SOURCE PASSAGE:
Among the worst hit are K-12 schools, higher education, health care and social services.
Today, House Speaker Kirk Adams said the House was close to a compromise with the Senate and the governor, and he was “cautiously optimistic” that, after one last meeting tonight, they would have a final budget plan.
Republican leaders have met with Gov. Jan Brewer and her staff in the last two days.
“It’s moving very smoothly. I am real pleased with the progress we are making,” said Sen. Andy Biggs, chairman of the Senate Appropriations Committee and also the Senate Majority Leader.
Legislators won’t delve into specific points of contention. Biggs said he wouldn’t even characterize them as sticking points because “everybody has been so cooperative in trying to get to a meeting place.”
But just like in any major piece of legislation, the final proof of a compromise between the three sides would be a final budget plan.
And any report of policymakers making progress behind closed doors would be put up against how quickly they can come up with a final compromise.
“We’re getting into the nitty-gritty details now,” Adams said.
And though it’s just a few more details to hammer out, Adams acknowledged that sometimes it’s those details that bring discussions to a stalemate.

RAW DATA:
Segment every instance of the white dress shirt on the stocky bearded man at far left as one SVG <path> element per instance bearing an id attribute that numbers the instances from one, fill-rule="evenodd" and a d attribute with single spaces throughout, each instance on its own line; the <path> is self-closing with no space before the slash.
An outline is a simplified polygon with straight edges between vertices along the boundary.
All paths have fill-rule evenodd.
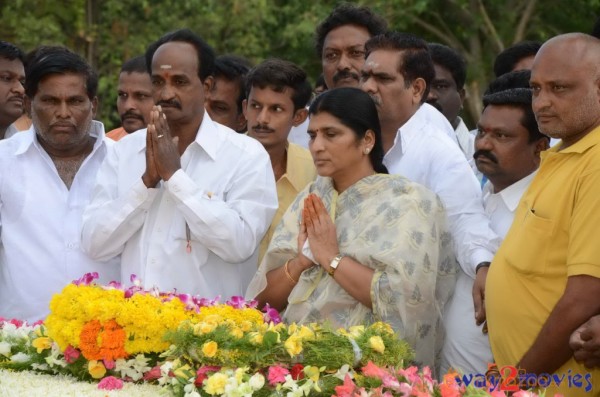
<path id="1" fill-rule="evenodd" d="M 71 189 L 60 179 L 35 131 L 0 142 L 0 316 L 34 322 L 49 313 L 52 294 L 88 272 L 119 281 L 119 260 L 95 261 L 80 248 L 81 220 L 107 145 L 93 121 L 92 152 Z"/>

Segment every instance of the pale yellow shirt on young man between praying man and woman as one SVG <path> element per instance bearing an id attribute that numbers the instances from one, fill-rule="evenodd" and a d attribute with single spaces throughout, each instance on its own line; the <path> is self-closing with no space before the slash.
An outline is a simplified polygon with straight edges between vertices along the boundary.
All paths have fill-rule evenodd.
<path id="1" fill-rule="evenodd" d="M 283 214 L 296 198 L 298 193 L 304 189 L 306 185 L 314 181 L 317 177 L 317 170 L 313 163 L 310 152 L 301 146 L 294 143 L 289 143 L 287 148 L 287 163 L 285 174 L 277 181 L 277 199 L 279 200 L 279 208 L 273 217 L 271 226 L 267 230 L 267 234 L 260 242 L 260 251 L 258 256 L 258 264 L 262 262 L 262 258 L 267 252 L 269 242 L 273 237 L 275 228 L 281 221 Z"/>

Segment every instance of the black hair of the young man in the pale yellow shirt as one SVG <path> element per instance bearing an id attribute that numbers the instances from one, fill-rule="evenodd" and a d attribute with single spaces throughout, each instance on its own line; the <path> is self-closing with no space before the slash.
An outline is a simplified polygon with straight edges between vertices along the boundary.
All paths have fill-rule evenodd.
<path id="1" fill-rule="evenodd" d="M 312 95 L 304 70 L 290 61 L 276 58 L 268 59 L 248 72 L 246 96 L 250 96 L 252 87 L 269 87 L 276 92 L 291 88 L 294 111 L 304 108 Z"/>

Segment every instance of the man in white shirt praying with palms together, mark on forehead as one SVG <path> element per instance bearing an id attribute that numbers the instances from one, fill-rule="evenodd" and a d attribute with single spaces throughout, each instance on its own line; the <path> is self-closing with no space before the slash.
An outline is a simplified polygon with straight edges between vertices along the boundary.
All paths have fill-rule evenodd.
<path id="1" fill-rule="evenodd" d="M 121 255 L 125 280 L 214 298 L 243 295 L 277 209 L 269 156 L 204 109 L 214 52 L 188 29 L 146 51 L 155 106 L 100 169 L 82 244 Z"/>

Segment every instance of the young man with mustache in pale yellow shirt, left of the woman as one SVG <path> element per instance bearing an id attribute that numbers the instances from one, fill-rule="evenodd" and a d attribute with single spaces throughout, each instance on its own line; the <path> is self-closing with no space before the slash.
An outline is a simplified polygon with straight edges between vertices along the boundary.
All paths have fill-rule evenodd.
<path id="1" fill-rule="evenodd" d="M 243 107 L 248 135 L 269 153 L 279 198 L 275 217 L 260 243 L 260 263 L 281 217 L 298 193 L 317 176 L 310 152 L 288 142 L 292 127 L 303 123 L 308 116 L 305 106 L 312 93 L 306 73 L 281 59 L 269 59 L 250 70 L 246 93 L 248 99 Z"/>

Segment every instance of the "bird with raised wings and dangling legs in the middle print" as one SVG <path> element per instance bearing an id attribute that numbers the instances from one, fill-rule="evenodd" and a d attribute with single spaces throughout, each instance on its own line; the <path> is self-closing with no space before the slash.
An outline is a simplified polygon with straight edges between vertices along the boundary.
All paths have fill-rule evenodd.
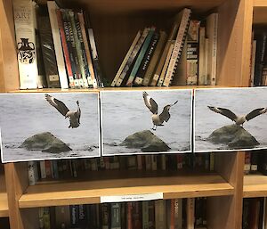
<path id="1" fill-rule="evenodd" d="M 174 102 L 173 104 L 168 104 L 166 105 L 162 112 L 158 114 L 158 103 L 153 100 L 149 94 L 146 92 L 142 93 L 143 101 L 147 108 L 152 112 L 152 122 L 153 122 L 153 127 L 151 128 L 152 130 L 156 130 L 158 126 L 164 126 L 163 123 L 167 122 L 170 118 L 171 115 L 169 113 L 169 110 L 171 109 L 172 106 L 174 106 L 178 101 Z"/>

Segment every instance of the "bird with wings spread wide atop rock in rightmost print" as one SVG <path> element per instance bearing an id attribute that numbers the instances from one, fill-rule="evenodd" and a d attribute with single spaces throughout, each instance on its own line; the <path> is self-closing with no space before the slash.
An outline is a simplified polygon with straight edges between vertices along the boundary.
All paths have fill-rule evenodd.
<path id="1" fill-rule="evenodd" d="M 233 113 L 231 110 L 228 110 L 226 108 L 221 108 L 221 107 L 211 107 L 207 106 L 209 110 L 213 110 L 216 113 L 219 113 L 232 121 L 236 123 L 236 125 L 243 127 L 244 123 L 246 121 L 249 121 L 250 119 L 254 119 L 255 117 L 266 113 L 267 108 L 257 108 L 255 110 L 252 110 L 249 112 L 247 115 L 239 115 L 237 116 L 235 113 Z"/>

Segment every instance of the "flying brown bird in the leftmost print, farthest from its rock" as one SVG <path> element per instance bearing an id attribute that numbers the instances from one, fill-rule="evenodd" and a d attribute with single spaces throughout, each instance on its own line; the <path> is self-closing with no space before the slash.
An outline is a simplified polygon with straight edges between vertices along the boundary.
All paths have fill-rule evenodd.
<path id="1" fill-rule="evenodd" d="M 79 102 L 77 101 L 77 110 L 72 111 L 65 105 L 64 102 L 57 100 L 53 96 L 49 94 L 44 94 L 45 100 L 49 102 L 56 110 L 58 110 L 61 115 L 66 118 L 69 118 L 69 128 L 77 128 L 80 126 L 80 118 L 81 118 L 81 109 L 79 106 Z"/>

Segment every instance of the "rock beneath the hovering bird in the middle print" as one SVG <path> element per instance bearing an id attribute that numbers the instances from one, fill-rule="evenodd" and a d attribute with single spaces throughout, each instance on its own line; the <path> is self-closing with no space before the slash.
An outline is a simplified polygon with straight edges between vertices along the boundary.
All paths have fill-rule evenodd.
<path id="1" fill-rule="evenodd" d="M 142 151 L 147 152 L 168 151 L 171 149 L 150 130 L 143 130 L 134 133 L 134 135 L 129 135 L 120 145 L 124 145 L 127 148 L 140 148 Z"/>

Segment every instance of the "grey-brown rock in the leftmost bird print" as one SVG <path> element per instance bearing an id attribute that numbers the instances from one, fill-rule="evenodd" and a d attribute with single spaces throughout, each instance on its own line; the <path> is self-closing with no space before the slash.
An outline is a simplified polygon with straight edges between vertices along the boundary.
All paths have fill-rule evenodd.
<path id="1" fill-rule="evenodd" d="M 50 132 L 28 137 L 21 145 L 20 148 L 26 148 L 28 151 L 46 151 L 46 152 L 62 152 L 72 151 L 66 143 L 61 139 L 52 135 Z"/>

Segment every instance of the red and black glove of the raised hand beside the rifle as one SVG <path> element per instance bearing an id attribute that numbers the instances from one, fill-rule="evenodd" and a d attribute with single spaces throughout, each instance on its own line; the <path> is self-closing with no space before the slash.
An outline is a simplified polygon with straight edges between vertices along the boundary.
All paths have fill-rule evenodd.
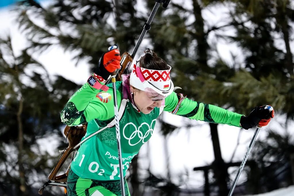
<path id="1" fill-rule="evenodd" d="M 120 61 L 121 56 L 119 55 L 117 46 L 111 46 L 108 48 L 108 51 L 102 55 L 99 60 L 99 66 L 93 71 L 104 80 L 107 80 L 113 71 L 121 68 Z"/>

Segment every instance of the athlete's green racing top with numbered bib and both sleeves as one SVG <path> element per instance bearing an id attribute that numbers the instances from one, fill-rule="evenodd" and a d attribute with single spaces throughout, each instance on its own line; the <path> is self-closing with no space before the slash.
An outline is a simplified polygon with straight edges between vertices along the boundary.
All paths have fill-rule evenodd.
<path id="1" fill-rule="evenodd" d="M 114 118 L 113 88 L 111 85 L 107 92 L 92 88 L 88 83 L 84 84 L 69 99 L 61 112 L 61 120 L 69 126 L 88 123 L 86 138 L 88 135 L 105 127 Z M 123 99 L 123 84 L 116 82 L 117 104 L 121 105 Z M 190 100 L 173 92 L 165 99 L 161 107 L 164 111 L 173 112 L 176 115 L 190 119 L 202 120 L 210 123 L 221 123 L 240 127 L 241 114 L 228 111 L 215 105 L 205 104 Z M 161 108 L 154 108 L 150 114 L 138 112 L 128 101 L 124 113 L 119 121 L 121 138 L 121 159 L 123 164 L 123 176 L 129 168 L 132 158 L 138 154 L 141 146 L 152 136 L 156 118 L 161 113 Z M 175 112 L 176 108 L 176 112 Z M 82 140 L 83 140 L 82 139 Z M 89 138 L 78 149 L 72 163 L 71 170 L 78 176 L 74 182 L 84 182 L 91 179 L 86 188 L 90 189 L 93 182 L 119 182 L 118 151 L 116 143 L 116 128 L 106 128 L 97 135 Z M 69 182 L 68 182 L 69 183 Z M 71 183 L 73 184 L 73 183 Z M 78 183 L 76 183 L 78 184 Z M 69 187 L 69 184 L 68 184 Z M 97 186 L 105 188 L 106 186 Z M 127 186 L 126 186 L 127 187 Z M 70 187 L 71 189 L 73 187 Z M 74 187 L 78 189 L 78 187 Z M 85 188 L 85 189 L 86 189 Z M 107 189 L 107 188 L 106 188 Z M 108 189 L 109 190 L 109 189 Z M 126 188 L 128 191 L 128 188 Z M 93 191 L 92 191 L 93 192 Z M 111 192 L 111 191 L 109 191 Z M 110 194 L 119 195 L 112 191 Z M 85 195 L 85 192 L 73 195 Z M 128 195 L 129 193 L 127 193 Z M 87 195 L 87 194 L 86 194 Z M 91 195 L 89 193 L 89 195 Z M 71 196 L 71 195 L 70 195 Z"/>

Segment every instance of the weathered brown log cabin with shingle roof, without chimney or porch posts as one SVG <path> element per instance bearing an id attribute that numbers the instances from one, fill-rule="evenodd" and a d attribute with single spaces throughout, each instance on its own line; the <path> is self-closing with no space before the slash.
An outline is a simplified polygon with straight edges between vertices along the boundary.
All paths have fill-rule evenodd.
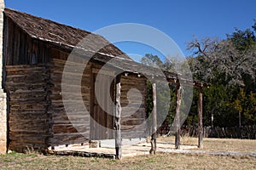
<path id="1" fill-rule="evenodd" d="M 9 150 L 22 151 L 27 146 L 46 149 L 61 144 L 84 143 L 90 139 L 113 139 L 112 132 L 95 127 L 102 125 L 113 129 L 114 120 L 113 115 L 102 111 L 97 104 L 94 92 L 96 74 L 108 59 L 115 56 L 122 56 L 123 64 L 133 61 L 99 35 L 9 8 L 4 10 L 3 29 L 3 87 L 8 94 L 9 104 Z M 95 52 L 84 69 L 81 92 L 89 113 L 71 111 L 73 122 L 70 122 L 61 98 L 62 72 L 65 64 L 68 65 L 66 61 L 73 47 L 88 34 L 90 42 L 85 44 L 85 48 L 90 51 L 94 51 L 94 46 L 102 42 L 109 45 Z M 73 64 L 78 65 L 75 62 Z M 70 72 L 71 77 L 75 77 L 75 74 L 76 71 Z M 109 82 L 111 76 L 113 72 L 109 68 L 108 74 L 102 77 L 102 83 L 113 83 Z M 79 84 L 74 86 L 79 88 Z M 122 75 L 121 86 L 121 105 L 127 105 L 125 96 L 131 88 L 140 89 L 143 95 L 146 93 L 146 79 L 136 75 Z M 106 93 L 108 89 L 104 89 L 105 87 L 97 90 Z M 114 86 L 110 90 L 110 94 L 114 96 Z M 71 104 L 76 104 L 76 99 L 70 101 Z M 102 103 L 110 106 L 110 102 L 112 101 L 102 95 Z M 95 125 L 91 125 L 90 117 L 97 122 Z M 122 119 L 122 135 L 131 135 L 125 134 L 125 128 L 137 126 L 145 118 L 143 104 L 133 115 Z M 80 132 L 76 126 L 81 129 Z"/>

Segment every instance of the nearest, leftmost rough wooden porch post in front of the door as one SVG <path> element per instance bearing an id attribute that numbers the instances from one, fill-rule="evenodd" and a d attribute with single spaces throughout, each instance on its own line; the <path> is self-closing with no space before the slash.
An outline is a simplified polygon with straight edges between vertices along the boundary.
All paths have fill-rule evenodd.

SET OF TASKS:
A – Summarize the budget passage in two sentences.
B – Reproduce word for word the part of the budget passage between "And any report" and "to a stalemate.", inclusive.
C – Name every person identified by name in the budget passage.

ANSWERS BY ITEM:
A – House Speaker Kirk Adams said the House was close to a budget compromise with the Senate and the governor, and Sen. Andy Biggs described the talks as moving smoothly and cooperatively. The final proof of that progress would be a final budget plan, and Adams acknowledged that the remaining details can sometimes bring discussions to a stalemate.

B –
And any report of policymakers making progress behind closed doors would be put up against how quickly they can come up with a final compromise.
“We’re getting into the nitty-gritty details now,” Adams said.
And though it’s just a few more details to hammer out, Adams acknowledged that sometimes it’s those details that bring discussions to a stalemate.

C –
- Kirk Adams
- Jan Brewer
- Andy Biggs